Input:
━━━━━━━━━━━━━━━━━━━━━━━━━━━━━━

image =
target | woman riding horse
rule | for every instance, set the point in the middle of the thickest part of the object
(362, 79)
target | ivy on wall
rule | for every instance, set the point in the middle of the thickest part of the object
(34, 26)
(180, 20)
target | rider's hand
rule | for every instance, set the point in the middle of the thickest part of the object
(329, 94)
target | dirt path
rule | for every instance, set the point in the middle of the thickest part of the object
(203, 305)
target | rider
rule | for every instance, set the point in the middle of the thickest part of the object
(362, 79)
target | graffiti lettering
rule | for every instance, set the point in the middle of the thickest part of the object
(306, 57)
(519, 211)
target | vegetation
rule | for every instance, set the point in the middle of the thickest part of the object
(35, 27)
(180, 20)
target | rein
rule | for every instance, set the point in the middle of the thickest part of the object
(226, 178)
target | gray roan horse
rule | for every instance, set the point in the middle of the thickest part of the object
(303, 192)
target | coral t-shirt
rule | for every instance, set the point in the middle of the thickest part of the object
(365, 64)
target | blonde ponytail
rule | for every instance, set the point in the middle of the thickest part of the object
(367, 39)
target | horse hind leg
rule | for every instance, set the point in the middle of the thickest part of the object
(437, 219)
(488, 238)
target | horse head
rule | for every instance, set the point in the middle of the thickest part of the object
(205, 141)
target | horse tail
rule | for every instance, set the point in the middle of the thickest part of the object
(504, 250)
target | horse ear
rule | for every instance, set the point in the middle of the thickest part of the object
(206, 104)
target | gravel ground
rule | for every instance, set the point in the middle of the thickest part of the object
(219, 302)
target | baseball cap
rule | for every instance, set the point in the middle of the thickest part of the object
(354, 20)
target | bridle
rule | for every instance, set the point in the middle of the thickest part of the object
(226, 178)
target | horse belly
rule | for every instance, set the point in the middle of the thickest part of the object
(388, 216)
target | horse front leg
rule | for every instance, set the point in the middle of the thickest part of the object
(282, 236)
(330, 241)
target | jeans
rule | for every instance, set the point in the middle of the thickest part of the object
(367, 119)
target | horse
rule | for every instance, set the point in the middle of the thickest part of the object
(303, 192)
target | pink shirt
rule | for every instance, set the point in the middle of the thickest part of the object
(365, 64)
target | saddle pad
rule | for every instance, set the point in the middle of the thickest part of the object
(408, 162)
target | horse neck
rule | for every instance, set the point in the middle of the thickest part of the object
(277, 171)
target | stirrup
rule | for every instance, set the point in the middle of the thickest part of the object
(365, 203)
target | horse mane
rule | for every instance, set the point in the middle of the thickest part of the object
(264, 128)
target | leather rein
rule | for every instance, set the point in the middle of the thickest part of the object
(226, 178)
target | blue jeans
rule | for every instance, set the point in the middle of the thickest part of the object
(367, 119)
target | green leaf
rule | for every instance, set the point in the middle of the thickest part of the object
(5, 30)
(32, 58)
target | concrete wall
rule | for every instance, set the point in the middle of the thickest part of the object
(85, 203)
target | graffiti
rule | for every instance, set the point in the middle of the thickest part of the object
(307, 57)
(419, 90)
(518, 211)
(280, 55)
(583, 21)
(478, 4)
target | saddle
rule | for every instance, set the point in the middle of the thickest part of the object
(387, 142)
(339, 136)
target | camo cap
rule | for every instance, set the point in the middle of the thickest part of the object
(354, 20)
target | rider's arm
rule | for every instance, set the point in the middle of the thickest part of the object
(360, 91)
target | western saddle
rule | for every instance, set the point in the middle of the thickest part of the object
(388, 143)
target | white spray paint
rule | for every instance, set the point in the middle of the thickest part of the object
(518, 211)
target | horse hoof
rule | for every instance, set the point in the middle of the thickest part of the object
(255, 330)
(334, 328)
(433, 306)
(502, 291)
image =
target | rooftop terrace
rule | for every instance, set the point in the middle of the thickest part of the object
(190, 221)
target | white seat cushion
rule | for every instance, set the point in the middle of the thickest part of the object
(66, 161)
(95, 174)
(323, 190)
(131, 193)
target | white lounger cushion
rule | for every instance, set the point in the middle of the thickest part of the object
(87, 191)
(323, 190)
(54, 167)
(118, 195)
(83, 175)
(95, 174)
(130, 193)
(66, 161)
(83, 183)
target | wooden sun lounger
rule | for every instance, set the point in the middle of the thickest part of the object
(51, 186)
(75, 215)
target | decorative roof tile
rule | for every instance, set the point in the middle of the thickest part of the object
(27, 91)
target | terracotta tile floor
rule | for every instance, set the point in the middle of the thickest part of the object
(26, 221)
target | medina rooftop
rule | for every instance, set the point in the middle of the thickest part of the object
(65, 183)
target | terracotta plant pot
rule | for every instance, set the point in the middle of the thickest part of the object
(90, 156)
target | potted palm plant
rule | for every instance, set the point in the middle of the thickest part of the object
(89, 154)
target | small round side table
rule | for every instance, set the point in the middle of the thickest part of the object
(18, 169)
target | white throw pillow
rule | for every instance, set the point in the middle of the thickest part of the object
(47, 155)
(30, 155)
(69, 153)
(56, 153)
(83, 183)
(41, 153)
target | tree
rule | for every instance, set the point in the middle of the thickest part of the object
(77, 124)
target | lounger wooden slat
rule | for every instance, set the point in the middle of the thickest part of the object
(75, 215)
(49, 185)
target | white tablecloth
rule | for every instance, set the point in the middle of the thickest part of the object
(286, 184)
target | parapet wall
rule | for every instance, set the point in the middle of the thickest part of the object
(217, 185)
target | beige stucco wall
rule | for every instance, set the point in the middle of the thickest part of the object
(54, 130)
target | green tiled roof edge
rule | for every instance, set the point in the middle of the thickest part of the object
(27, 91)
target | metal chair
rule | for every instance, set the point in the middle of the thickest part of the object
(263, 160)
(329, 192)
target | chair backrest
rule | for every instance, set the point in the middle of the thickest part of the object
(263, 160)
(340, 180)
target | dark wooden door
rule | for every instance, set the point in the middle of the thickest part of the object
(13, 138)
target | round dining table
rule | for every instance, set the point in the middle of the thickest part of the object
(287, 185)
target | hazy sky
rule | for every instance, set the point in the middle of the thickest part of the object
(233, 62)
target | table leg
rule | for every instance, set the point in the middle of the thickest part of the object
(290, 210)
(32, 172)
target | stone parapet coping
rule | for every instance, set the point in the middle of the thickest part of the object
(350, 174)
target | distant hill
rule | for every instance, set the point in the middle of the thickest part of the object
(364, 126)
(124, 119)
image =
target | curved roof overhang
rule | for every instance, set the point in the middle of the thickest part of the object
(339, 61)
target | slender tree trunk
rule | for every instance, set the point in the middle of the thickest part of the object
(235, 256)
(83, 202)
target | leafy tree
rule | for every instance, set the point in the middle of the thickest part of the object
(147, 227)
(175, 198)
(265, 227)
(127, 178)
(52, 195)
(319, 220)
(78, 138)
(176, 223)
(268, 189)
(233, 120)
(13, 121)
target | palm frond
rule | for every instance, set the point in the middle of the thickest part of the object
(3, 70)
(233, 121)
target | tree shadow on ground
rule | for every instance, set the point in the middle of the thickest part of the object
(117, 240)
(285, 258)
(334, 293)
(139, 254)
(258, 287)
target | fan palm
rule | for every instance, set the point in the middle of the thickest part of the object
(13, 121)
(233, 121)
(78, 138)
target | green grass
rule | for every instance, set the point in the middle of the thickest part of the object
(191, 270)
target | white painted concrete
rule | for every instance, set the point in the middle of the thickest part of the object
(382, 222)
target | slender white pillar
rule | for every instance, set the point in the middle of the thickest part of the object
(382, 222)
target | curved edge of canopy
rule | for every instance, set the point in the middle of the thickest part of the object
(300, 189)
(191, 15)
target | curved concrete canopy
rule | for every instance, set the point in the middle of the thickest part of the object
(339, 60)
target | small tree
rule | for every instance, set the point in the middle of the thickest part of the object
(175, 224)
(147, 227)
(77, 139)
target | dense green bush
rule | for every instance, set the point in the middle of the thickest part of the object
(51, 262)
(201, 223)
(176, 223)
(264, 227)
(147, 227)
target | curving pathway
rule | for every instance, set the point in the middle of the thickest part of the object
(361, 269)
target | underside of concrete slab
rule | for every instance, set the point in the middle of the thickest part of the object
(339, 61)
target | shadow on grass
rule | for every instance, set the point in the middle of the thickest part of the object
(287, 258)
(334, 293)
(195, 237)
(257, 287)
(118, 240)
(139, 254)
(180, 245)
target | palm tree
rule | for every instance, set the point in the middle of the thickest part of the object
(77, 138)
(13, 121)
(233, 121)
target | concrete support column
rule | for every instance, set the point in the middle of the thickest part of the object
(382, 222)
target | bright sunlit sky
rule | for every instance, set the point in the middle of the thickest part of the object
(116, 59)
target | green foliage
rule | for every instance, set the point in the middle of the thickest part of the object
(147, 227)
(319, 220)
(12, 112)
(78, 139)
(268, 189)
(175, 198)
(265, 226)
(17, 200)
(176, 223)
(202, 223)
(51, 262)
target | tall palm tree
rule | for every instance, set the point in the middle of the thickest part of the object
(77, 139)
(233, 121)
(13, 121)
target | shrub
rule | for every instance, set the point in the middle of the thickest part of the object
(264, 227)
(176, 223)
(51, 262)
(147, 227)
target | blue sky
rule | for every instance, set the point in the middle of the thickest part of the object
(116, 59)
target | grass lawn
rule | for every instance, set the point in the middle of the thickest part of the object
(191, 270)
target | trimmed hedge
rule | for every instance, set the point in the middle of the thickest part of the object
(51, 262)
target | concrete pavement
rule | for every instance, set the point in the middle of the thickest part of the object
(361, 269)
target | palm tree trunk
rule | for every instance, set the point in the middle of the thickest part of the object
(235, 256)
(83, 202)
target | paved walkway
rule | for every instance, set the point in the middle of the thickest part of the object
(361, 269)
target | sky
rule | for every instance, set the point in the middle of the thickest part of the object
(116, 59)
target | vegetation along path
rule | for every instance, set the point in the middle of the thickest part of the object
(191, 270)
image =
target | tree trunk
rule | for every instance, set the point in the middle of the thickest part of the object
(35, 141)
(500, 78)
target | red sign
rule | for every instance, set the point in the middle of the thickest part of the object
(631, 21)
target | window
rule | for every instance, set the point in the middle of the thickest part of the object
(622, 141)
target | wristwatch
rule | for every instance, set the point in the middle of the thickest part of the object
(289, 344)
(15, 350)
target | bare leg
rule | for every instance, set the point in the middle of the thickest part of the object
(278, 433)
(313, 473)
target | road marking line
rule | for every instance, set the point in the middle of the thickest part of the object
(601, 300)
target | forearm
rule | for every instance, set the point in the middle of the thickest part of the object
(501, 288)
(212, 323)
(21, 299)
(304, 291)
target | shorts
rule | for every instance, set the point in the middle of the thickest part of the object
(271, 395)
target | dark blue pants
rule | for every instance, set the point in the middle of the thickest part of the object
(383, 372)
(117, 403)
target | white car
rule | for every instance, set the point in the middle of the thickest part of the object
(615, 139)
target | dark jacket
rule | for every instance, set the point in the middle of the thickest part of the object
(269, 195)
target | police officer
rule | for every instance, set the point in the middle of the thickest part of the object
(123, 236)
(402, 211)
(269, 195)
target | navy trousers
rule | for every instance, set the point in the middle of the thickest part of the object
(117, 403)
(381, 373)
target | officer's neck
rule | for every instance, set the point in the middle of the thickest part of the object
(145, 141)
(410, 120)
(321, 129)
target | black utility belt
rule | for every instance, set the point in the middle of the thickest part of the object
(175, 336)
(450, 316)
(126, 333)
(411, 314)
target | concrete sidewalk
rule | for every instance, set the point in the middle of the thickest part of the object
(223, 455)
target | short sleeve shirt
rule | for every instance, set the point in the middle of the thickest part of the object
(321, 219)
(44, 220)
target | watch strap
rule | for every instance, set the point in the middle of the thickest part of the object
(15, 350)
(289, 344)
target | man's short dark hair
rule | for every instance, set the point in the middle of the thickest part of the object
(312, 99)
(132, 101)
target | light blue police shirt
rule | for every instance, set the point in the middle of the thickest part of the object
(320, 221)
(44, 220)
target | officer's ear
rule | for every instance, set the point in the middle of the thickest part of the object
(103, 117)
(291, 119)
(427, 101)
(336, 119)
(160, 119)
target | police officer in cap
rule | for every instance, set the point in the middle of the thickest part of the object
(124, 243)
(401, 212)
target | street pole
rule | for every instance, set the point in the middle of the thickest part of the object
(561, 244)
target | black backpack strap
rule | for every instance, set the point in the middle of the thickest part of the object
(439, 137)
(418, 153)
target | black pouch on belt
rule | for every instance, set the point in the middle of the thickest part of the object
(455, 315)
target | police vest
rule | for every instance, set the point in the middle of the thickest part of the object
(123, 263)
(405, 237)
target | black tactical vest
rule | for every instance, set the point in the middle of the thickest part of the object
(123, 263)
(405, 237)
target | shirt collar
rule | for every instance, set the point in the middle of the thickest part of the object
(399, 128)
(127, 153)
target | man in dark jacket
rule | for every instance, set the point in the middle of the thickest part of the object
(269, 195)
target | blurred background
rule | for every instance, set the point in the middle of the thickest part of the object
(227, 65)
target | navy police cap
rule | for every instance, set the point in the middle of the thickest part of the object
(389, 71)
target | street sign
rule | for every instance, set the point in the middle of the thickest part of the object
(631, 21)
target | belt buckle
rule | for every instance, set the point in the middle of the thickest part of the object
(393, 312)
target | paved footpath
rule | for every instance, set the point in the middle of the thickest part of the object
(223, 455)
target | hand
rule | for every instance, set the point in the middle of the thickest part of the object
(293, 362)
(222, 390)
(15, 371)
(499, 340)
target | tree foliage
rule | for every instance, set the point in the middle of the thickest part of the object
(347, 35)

━━━━━━━━━━━━━━━━━━━━━━━━━━━━━━

Direction: Find "target | street pole" in the data above, then repeat that line and all lines after it exactly, ending with the final line.

Task answer:
target | street pole
rule | for every instance, set the point in the middle of the thickest part of the object
(561, 244)
target | black backpack strap
rule | for every instance, set the point in the middle of the thickest part of the object
(439, 137)
(418, 153)
target | black pouch on belt
rule | for every instance, set the point in the middle of the thickest part of the object
(455, 315)
target | police vest
rule | for every instance, set the point in the middle of the thickest part of the object
(123, 263)
(405, 237)
target | black tactical vest
rule | for every instance, set the point in the middle of the thickest part of the object
(123, 263)
(405, 237)
target | shirt collar
rule | for every instance, set the point in the middle of the thickest part of the object
(399, 128)
(127, 153)
target | man in dark jacket
rule | for every instance, set the point in the middle of the thickest part of the object
(269, 195)
target | blurred background
rule | for every instance, set the point in the middle of the thickest part of the object
(227, 65)
target | navy police cap
rule | for every instance, set the point in the middle of the thickest part of the object
(389, 71)
target | street sign
rule | for every instance, set the point in the middle of the thickest part of the object
(631, 21)
target | belt buckle
rule | for every instance, set the point in the middle of the thickest part of the object
(393, 312)
target | paved footpath
rule | for every instance, set the point in the middle of the thickest part of the object
(223, 455)
target | hand
rule | for every instance, set the point in the middle of the thickest part of the object
(293, 362)
(222, 390)
(15, 371)
(499, 340)
target | tree foliage
rule | for every instance, set the point in the middle of the thickest part of the object
(347, 35)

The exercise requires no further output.